STATED GOAL: Change "frog's foot" to "frog's hind foot" everywhere it occurs in the entries below, and write the entries out again with nothing else changed.

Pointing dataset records
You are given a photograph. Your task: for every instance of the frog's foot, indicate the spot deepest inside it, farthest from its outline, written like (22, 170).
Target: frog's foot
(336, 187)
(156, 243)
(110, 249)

THE COMPLETED TASK:
You are given a photograph. Your task: for every instance of the frog's hind foot, indicate the spot deepest inside it, farthest from its outline, written like (22, 170).
Target: frog's hind foot
(336, 187)
(156, 243)
(110, 249)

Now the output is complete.